● Task item: State how many lines of the entries below hold the word "sign"; reply with nothing but the number.
------ Stored data ------
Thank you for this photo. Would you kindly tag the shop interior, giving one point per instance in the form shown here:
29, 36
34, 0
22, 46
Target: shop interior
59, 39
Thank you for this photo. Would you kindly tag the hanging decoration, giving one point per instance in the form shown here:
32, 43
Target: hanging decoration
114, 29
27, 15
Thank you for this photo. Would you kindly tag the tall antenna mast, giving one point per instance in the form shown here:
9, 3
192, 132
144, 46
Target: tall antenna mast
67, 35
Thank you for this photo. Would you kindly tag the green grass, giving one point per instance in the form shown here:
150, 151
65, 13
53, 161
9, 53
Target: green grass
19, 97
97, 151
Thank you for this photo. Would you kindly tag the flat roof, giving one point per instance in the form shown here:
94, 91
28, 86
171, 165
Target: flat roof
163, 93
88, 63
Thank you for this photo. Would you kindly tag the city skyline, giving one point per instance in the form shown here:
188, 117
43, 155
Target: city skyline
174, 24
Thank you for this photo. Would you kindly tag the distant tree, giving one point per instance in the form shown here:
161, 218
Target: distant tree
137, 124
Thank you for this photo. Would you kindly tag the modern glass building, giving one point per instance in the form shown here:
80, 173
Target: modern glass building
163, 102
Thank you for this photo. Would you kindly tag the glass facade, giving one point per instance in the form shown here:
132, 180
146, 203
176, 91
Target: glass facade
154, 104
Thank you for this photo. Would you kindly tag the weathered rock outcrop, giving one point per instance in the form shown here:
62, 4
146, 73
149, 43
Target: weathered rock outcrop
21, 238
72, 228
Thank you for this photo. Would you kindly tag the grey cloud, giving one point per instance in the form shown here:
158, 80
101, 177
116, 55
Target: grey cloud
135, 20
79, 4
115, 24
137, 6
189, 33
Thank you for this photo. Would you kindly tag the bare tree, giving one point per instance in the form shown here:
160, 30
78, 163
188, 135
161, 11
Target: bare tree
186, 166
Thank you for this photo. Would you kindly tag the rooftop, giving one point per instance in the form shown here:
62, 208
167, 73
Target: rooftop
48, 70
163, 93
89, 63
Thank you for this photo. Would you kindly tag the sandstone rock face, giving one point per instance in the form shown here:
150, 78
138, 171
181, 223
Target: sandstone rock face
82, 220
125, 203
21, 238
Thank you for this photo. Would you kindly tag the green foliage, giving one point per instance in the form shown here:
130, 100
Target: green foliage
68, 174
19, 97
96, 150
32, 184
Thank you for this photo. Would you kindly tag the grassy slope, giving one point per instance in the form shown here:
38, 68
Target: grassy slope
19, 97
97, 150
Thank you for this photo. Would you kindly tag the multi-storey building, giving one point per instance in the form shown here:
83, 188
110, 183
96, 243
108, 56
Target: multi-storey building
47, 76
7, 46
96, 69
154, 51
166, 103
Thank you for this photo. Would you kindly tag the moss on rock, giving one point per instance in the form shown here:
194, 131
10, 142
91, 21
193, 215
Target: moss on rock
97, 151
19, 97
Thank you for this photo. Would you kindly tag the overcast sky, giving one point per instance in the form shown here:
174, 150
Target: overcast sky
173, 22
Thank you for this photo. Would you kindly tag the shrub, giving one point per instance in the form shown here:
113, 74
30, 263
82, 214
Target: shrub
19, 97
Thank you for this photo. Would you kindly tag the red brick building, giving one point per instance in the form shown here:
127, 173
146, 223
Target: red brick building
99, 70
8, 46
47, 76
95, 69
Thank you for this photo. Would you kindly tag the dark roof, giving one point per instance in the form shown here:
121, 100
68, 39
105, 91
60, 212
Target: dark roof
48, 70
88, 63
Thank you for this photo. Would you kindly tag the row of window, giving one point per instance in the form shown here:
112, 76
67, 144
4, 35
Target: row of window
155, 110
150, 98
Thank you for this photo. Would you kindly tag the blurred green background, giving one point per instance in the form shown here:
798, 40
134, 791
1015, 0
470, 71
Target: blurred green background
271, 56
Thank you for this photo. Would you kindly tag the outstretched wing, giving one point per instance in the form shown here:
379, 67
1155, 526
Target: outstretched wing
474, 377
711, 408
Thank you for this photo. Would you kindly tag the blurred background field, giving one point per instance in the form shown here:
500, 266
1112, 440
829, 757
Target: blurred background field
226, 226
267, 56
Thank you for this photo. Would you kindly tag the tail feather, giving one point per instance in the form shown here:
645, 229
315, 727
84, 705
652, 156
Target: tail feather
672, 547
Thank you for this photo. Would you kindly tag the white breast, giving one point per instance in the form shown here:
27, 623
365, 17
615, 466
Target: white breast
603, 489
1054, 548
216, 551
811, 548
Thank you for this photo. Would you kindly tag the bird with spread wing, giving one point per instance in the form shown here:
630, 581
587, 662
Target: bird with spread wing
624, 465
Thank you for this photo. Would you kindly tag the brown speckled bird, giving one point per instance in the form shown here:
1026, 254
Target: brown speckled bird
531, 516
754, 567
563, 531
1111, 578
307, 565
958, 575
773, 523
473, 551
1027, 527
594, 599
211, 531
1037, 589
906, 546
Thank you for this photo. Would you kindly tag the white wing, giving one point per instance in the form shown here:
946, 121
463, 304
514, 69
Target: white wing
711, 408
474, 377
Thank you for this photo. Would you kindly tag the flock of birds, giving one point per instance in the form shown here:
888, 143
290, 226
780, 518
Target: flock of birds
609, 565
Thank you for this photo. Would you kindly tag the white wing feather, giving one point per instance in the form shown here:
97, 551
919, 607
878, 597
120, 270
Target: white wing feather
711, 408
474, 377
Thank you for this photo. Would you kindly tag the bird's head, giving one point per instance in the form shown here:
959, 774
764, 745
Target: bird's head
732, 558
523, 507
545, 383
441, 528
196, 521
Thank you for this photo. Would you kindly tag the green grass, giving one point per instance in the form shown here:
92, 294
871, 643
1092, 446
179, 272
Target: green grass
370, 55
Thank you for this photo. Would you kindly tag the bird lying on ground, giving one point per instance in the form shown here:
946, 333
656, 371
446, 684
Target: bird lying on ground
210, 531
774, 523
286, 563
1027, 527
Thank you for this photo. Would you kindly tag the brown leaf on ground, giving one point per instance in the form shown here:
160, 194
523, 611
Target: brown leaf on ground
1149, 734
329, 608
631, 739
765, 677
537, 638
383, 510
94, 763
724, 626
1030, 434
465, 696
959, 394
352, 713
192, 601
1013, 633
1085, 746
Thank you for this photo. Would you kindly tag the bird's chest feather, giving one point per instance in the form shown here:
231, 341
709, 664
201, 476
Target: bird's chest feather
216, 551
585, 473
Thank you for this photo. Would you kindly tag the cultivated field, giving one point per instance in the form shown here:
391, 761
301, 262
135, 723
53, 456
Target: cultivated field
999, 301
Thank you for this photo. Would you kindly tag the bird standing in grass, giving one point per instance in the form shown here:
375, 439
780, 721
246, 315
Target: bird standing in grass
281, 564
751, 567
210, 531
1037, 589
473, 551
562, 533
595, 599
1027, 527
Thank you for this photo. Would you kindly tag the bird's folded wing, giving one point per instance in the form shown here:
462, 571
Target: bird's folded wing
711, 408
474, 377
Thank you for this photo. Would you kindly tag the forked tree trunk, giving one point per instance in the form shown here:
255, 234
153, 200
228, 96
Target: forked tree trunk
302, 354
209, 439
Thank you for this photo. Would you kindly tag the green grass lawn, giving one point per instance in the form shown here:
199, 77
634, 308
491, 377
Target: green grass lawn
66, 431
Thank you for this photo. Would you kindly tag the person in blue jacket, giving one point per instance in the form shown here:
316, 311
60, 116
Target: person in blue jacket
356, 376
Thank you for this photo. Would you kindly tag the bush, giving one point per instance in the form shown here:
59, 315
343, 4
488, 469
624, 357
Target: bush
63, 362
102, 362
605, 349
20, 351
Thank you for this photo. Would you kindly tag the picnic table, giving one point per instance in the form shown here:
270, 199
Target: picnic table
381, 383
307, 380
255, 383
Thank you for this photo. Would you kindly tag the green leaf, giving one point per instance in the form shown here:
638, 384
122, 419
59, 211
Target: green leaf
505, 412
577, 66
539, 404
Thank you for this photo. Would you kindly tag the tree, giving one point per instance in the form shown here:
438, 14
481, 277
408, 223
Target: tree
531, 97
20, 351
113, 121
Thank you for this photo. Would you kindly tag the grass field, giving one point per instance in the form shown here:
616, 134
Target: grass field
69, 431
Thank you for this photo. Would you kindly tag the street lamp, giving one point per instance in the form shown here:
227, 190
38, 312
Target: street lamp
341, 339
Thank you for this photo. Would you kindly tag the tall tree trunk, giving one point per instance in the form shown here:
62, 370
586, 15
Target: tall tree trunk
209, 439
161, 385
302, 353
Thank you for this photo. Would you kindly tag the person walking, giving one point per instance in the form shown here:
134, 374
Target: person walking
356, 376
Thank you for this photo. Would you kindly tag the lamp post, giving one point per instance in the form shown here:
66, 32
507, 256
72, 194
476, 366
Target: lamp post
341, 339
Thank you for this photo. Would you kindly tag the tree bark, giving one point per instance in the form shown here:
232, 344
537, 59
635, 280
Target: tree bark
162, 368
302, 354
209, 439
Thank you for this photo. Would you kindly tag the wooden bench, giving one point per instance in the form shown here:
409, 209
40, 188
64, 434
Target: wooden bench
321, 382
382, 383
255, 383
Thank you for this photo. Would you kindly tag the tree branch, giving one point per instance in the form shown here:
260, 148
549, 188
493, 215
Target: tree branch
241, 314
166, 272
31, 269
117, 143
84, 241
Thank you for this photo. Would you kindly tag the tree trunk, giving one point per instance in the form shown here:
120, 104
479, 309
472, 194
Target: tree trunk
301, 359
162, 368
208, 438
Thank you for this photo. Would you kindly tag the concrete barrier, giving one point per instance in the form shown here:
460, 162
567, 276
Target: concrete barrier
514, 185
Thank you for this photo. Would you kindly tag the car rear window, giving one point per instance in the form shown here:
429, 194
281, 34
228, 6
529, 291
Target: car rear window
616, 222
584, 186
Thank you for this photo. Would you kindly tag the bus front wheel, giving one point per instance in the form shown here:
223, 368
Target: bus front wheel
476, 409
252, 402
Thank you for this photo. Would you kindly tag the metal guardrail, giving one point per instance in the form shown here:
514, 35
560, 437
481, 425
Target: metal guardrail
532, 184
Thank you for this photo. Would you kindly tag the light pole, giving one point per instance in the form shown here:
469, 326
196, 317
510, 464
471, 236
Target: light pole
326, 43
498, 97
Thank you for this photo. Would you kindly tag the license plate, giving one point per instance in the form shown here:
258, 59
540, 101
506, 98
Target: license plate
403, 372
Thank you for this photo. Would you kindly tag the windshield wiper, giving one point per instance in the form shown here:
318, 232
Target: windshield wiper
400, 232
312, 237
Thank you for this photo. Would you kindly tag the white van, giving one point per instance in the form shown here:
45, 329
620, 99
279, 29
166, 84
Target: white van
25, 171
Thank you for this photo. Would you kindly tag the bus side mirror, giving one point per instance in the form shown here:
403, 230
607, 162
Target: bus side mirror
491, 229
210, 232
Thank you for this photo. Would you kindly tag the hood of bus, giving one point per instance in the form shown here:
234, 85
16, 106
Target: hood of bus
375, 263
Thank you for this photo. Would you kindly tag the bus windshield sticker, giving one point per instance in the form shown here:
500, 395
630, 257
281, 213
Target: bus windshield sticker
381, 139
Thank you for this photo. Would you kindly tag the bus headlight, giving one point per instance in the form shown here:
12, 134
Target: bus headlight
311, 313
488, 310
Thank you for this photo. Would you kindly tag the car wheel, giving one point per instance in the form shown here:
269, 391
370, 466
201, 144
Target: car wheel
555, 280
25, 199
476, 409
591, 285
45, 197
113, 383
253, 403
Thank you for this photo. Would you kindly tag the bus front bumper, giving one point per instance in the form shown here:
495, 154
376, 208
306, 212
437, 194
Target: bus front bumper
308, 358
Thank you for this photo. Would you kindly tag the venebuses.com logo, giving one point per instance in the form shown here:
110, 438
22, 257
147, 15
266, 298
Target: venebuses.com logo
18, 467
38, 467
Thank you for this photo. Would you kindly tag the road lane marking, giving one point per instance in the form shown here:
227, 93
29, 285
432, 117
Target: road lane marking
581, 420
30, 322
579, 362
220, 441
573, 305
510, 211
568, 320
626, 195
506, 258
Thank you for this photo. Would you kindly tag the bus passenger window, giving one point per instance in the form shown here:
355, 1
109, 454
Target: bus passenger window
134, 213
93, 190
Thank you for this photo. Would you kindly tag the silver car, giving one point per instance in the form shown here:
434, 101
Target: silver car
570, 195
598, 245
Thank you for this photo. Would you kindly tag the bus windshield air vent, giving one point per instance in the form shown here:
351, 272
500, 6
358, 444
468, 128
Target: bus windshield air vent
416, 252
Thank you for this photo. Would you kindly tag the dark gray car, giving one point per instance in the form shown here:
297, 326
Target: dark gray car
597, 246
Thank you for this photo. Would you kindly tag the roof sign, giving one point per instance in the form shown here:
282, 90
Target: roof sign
------
● Answer space: 2